_RECORDS FOR PROCESSING:_

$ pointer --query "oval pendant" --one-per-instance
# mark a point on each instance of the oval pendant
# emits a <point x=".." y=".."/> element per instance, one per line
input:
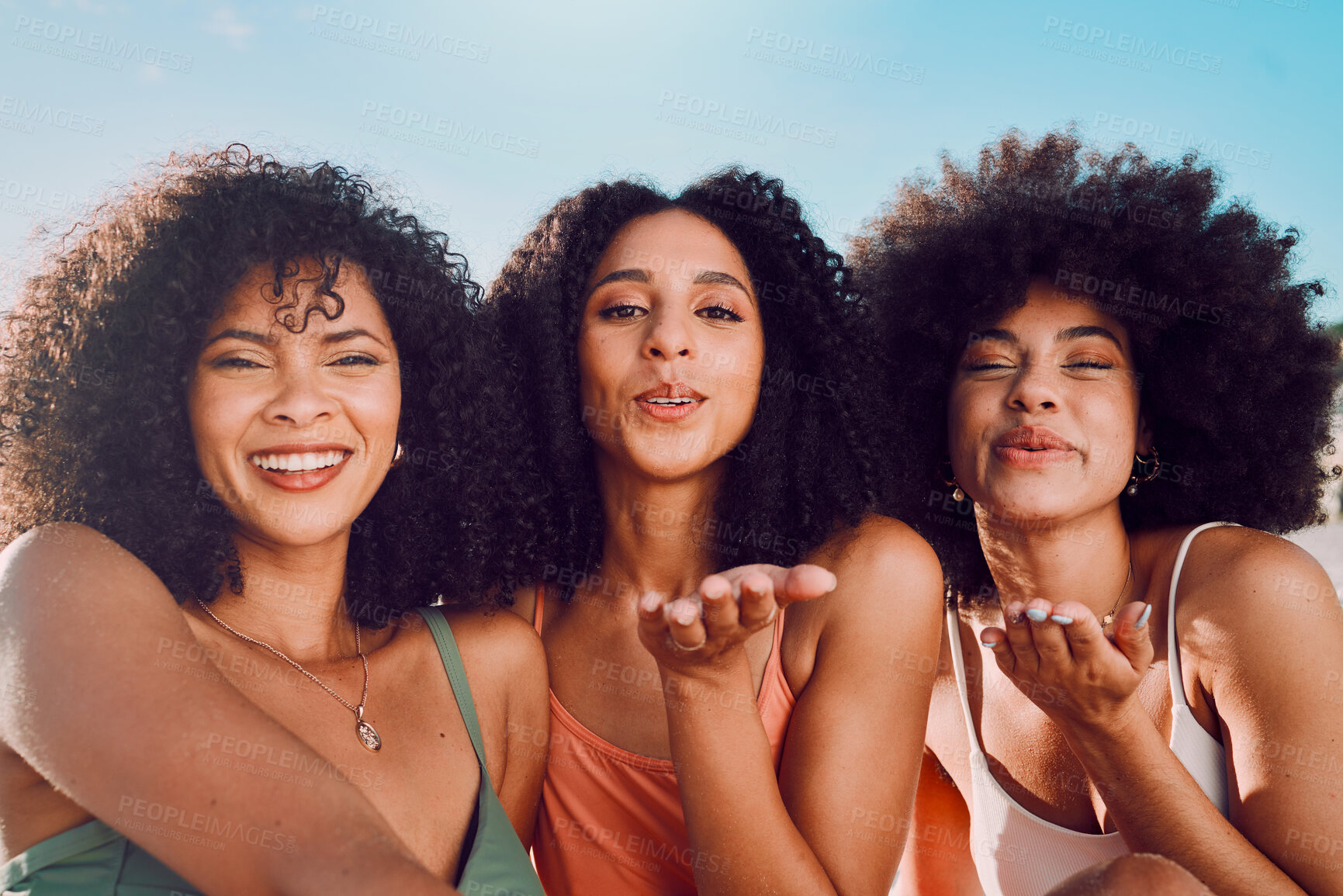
<point x="369" y="736"/>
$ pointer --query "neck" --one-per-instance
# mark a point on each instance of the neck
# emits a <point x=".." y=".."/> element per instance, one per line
<point x="1084" y="559"/>
<point x="293" y="600"/>
<point x="659" y="535"/>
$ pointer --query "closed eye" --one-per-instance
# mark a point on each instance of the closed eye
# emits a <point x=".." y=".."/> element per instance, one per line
<point x="237" y="363"/>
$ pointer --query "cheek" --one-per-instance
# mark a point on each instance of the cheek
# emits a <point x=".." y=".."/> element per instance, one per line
<point x="218" y="422"/>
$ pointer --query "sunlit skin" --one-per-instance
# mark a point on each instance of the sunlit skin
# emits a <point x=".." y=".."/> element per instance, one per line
<point x="670" y="313"/>
<point x="261" y="390"/>
<point x="679" y="324"/>
<point x="320" y="410"/>
<point x="1043" y="429"/>
<point x="1075" y="719"/>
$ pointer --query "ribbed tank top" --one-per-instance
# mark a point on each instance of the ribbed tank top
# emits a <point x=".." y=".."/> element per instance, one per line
<point x="1018" y="853"/>
<point x="611" y="821"/>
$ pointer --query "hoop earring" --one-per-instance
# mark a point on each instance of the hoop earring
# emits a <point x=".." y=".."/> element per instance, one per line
<point x="950" y="479"/>
<point x="1154" y="461"/>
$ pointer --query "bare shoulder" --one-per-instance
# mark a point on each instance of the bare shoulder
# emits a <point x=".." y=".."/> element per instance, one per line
<point x="71" y="562"/>
<point x="499" y="640"/>
<point x="881" y="558"/>
<point x="62" y="543"/>
<point x="1247" y="595"/>
<point x="1236" y="571"/>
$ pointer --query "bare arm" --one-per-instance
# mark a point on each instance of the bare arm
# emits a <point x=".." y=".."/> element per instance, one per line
<point x="130" y="738"/>
<point x="1267" y="670"/>
<point x="853" y="742"/>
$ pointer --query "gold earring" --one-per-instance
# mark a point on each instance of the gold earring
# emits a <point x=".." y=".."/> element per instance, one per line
<point x="950" y="479"/>
<point x="1154" y="461"/>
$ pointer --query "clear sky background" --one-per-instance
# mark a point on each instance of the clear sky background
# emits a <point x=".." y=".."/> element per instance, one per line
<point x="483" y="115"/>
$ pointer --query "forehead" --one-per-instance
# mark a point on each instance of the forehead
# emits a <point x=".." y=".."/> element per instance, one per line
<point x="253" y="300"/>
<point x="1051" y="310"/>
<point x="672" y="244"/>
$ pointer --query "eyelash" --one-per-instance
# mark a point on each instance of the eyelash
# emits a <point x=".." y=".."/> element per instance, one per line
<point x="613" y="312"/>
<point x="607" y="313"/>
<point x="244" y="363"/>
<point x="727" y="310"/>
<point x="988" y="365"/>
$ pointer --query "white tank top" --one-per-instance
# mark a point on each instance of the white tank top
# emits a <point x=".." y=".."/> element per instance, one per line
<point x="1021" y="855"/>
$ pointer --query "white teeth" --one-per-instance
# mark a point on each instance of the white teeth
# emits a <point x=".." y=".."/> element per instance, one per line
<point x="299" y="462"/>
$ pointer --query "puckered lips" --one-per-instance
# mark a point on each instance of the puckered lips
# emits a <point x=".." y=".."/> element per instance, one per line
<point x="669" y="402"/>
<point x="299" y="466"/>
<point x="1033" y="448"/>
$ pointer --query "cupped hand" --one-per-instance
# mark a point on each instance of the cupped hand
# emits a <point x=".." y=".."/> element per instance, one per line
<point x="1058" y="656"/>
<point x="727" y="609"/>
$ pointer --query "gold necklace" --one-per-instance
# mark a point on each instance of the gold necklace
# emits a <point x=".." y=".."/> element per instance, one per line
<point x="367" y="735"/>
<point x="1109" y="617"/>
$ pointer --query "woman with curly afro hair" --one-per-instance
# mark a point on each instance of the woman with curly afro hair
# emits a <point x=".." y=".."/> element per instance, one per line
<point x="1092" y="360"/>
<point x="696" y="379"/>
<point x="229" y="407"/>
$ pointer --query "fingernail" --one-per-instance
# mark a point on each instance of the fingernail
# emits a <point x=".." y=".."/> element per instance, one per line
<point x="1142" y="620"/>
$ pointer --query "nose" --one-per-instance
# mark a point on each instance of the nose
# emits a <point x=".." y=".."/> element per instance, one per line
<point x="669" y="336"/>
<point x="301" y="400"/>
<point x="1033" y="390"/>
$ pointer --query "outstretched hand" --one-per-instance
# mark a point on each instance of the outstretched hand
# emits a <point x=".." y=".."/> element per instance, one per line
<point x="729" y="607"/>
<point x="1058" y="656"/>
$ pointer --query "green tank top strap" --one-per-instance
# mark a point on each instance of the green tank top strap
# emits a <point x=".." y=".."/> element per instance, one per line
<point x="497" y="861"/>
<point x="90" y="860"/>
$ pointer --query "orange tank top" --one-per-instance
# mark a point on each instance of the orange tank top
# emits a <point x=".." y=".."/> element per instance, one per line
<point x="610" y="820"/>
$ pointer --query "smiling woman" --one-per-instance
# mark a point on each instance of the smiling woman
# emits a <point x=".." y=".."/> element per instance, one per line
<point x="224" y="541"/>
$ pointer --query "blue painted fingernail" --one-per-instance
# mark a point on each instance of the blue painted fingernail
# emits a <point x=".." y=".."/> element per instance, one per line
<point x="1142" y="620"/>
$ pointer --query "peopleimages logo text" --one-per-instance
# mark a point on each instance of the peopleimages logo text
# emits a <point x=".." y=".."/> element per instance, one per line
<point x="1133" y="45"/>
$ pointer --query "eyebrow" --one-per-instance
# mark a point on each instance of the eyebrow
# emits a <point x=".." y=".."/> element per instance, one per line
<point x="626" y="275"/>
<point x="1061" y="336"/>
<point x="1082" y="332"/>
<point x="247" y="336"/>
<point x="720" y="277"/>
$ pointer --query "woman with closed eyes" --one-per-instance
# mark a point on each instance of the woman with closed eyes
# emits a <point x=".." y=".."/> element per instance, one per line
<point x="224" y="427"/>
<point x="697" y="387"/>
<point x="1123" y="395"/>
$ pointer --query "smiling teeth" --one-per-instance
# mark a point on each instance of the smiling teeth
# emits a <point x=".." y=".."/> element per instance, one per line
<point x="299" y="462"/>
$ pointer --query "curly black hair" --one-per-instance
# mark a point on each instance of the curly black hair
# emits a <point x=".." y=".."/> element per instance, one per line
<point x="1236" y="375"/>
<point x="806" y="468"/>
<point x="99" y="350"/>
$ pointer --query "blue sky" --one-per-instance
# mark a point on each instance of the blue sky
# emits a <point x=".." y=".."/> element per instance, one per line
<point x="483" y="115"/>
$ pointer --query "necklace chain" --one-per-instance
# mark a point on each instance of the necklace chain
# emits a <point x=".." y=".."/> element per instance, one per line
<point x="358" y="711"/>
<point x="1128" y="578"/>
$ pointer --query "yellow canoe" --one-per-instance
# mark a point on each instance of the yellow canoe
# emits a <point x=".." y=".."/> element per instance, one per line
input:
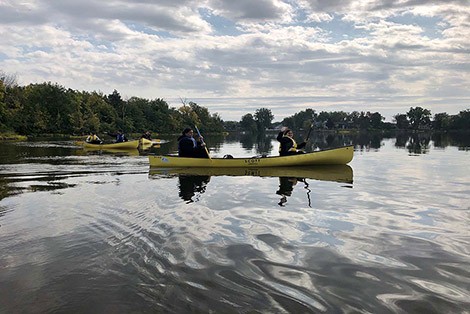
<point x="334" y="156"/>
<point x="337" y="173"/>
<point x="122" y="145"/>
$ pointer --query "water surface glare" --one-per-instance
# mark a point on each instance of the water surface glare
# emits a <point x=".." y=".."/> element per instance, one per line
<point x="96" y="232"/>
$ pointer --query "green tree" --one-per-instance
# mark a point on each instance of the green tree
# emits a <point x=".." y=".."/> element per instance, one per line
<point x="376" y="120"/>
<point x="441" y="121"/>
<point x="419" y="117"/>
<point x="402" y="121"/>
<point x="248" y="123"/>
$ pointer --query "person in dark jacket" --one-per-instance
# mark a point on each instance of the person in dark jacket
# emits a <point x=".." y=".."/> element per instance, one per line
<point x="93" y="139"/>
<point x="288" y="146"/>
<point x="189" y="147"/>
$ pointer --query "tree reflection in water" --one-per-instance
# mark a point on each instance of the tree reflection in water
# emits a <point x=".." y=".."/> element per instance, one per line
<point x="192" y="186"/>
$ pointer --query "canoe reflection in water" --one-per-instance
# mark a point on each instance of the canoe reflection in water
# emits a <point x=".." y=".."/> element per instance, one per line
<point x="286" y="186"/>
<point x="191" y="186"/>
<point x="193" y="181"/>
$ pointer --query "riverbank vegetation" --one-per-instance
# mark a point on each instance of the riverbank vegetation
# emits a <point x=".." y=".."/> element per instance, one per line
<point x="49" y="108"/>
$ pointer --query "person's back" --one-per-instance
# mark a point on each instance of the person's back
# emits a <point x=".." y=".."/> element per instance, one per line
<point x="288" y="146"/>
<point x="93" y="139"/>
<point x="147" y="136"/>
<point x="189" y="147"/>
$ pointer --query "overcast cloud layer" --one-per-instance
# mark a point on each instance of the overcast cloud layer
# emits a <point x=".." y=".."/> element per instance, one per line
<point x="236" y="56"/>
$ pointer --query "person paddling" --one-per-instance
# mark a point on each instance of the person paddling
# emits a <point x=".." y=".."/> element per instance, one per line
<point x="188" y="146"/>
<point x="288" y="146"/>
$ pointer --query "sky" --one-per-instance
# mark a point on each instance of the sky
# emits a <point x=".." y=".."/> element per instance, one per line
<point x="236" y="56"/>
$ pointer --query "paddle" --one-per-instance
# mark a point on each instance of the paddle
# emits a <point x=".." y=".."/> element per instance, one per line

_WHAT IS REQUIRED:_ Lines of the material in which the word "hoop" occurs are to be copied out.

_THE COMPLETED TASK:_
$ pointer --query "hoop earring" --one-per-instance
# mark a point on each instance of the hoop earring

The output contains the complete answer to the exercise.